--- TASK DIRECTIONS ---
Return every one of the following records verbatim, reproducing each line without any change.

--- THE RECORDS ---
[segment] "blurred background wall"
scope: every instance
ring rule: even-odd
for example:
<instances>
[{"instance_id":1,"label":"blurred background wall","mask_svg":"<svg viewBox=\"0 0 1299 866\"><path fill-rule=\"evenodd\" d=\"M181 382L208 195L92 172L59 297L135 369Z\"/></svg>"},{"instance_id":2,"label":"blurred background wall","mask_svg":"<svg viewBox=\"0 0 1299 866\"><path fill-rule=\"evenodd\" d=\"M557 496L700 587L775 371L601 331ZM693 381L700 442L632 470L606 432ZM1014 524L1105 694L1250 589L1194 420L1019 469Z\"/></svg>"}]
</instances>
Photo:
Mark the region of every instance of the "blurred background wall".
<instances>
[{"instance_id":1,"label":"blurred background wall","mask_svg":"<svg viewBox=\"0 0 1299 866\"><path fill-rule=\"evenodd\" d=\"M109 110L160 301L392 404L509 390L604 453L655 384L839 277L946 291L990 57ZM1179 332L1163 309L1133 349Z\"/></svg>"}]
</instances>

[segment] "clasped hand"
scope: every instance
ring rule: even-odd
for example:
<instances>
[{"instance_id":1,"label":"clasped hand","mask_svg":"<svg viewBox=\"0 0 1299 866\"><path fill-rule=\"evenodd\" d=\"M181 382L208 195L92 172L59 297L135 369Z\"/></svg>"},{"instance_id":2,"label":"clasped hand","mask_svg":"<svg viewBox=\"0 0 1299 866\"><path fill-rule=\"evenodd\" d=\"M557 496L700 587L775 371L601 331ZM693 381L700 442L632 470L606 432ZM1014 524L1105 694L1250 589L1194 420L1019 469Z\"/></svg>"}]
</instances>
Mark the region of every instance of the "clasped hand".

--- THE RESPONSE ---
[segment] "blurred background wall"
scope: every instance
ring rule: even-odd
for example:
<instances>
[{"instance_id":1,"label":"blurred background wall","mask_svg":"<svg viewBox=\"0 0 1299 866\"><path fill-rule=\"evenodd\" d=\"M181 382L208 195L92 172L59 297L135 369Z\"/></svg>"},{"instance_id":2,"label":"blurred background wall","mask_svg":"<svg viewBox=\"0 0 1299 866\"><path fill-rule=\"evenodd\" d=\"M557 496L700 587L775 371L601 331ZM693 381L700 442L632 470L606 432ZM1014 524L1105 694L1250 589L1194 420L1019 469Z\"/></svg>"}]
</instances>
Photo:
Mark the region of every instance of the "blurred background wall".
<instances>
[{"instance_id":1,"label":"blurred background wall","mask_svg":"<svg viewBox=\"0 0 1299 866\"><path fill-rule=\"evenodd\" d=\"M109 110L160 301L392 404L509 390L604 453L655 384L839 277L946 291L990 57ZM1179 332L1163 309L1133 349Z\"/></svg>"}]
</instances>

[segment] "clasped hand"
scope: every instance
ring rule: even-odd
for example:
<instances>
[{"instance_id":1,"label":"clasped hand","mask_svg":"<svg viewBox=\"0 0 1299 866\"><path fill-rule=\"evenodd\" d=\"M181 382L208 195L92 172L59 297L135 369Z\"/></svg>"},{"instance_id":2,"label":"clasped hand","mask_svg":"<svg viewBox=\"0 0 1299 866\"><path fill-rule=\"evenodd\" d=\"M557 496L700 587L775 371L601 331ZM693 381L700 442L632 470L606 432ZM1014 524L1105 694L1250 589L1194 420L1019 469Z\"/></svg>"}]
</instances>
Mark the region of every instance of the "clasped hand".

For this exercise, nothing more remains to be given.